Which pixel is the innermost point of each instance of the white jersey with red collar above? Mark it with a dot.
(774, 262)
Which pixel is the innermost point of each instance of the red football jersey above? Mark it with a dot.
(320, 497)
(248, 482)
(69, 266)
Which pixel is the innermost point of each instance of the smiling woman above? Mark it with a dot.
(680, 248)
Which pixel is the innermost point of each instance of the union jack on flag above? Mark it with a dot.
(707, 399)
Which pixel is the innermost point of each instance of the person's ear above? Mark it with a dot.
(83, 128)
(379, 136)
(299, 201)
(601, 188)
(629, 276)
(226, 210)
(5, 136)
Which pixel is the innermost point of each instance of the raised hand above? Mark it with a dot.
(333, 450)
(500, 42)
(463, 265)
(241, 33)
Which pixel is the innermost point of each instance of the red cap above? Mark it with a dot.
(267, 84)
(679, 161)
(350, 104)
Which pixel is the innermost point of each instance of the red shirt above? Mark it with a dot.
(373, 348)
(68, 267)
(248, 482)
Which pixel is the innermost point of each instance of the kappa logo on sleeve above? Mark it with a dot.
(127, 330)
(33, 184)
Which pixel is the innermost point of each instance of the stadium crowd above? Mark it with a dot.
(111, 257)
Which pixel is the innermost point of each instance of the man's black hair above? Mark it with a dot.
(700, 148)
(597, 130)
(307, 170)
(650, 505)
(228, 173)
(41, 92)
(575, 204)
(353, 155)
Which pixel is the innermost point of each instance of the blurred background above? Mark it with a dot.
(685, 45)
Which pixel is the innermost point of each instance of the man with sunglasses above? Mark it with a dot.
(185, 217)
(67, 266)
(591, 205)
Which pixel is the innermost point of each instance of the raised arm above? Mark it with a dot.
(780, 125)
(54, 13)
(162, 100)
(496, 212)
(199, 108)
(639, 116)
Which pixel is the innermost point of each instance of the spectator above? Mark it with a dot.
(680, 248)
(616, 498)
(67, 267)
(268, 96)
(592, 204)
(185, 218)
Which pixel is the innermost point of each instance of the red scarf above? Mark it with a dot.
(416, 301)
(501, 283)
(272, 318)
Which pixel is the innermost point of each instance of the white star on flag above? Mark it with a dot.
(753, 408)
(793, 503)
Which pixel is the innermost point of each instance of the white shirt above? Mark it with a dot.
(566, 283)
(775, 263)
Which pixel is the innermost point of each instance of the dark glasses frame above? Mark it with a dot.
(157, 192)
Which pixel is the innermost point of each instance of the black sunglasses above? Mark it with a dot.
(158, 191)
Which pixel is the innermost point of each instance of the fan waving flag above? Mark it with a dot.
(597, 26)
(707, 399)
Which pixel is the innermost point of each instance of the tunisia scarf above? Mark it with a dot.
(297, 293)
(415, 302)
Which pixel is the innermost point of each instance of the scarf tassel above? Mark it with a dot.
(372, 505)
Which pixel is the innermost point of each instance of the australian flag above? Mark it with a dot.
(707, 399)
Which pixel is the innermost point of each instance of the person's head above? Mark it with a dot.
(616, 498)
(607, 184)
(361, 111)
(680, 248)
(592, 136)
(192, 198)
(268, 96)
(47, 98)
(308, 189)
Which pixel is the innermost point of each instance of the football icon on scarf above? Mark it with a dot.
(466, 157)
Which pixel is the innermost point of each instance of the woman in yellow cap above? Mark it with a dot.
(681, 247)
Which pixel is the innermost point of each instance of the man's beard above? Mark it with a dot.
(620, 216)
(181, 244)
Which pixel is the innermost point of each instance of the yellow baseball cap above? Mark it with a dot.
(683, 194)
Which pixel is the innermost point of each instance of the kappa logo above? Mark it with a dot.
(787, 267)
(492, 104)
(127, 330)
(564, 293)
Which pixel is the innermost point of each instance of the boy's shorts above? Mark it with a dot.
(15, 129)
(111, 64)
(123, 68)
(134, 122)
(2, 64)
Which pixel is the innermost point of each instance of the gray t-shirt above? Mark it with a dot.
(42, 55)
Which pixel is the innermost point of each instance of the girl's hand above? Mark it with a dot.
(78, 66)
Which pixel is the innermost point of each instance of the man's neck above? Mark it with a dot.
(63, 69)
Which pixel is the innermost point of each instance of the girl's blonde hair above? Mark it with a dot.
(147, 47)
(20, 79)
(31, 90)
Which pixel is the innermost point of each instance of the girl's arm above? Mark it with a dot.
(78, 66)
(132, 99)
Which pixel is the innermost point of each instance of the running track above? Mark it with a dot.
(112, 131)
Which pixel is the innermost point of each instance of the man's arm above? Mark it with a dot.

▸ **WHAT NEEDS TO BE DONE**: Starting at the line that contains "blonde hair above? Mark it with a dot.", retype each line through the last one in the records, both included, and add nothing.

▸ **ANSWER TO THIS PROBLEM**:
Which pixel is the innermost point of each instance of the girl's blonde hair above? Mark it with a dot.
(147, 47)
(20, 79)
(31, 90)
Which pixel is the innermost point of each instance of the girl's arm above? Mark it with a dot.
(78, 66)
(132, 99)
Which pixel is the innermost point of each instance of the running track above? Mark it with a dot.
(112, 131)
Which pixel is the innermost point of each instance of the man's arm above? Mark it with a dot.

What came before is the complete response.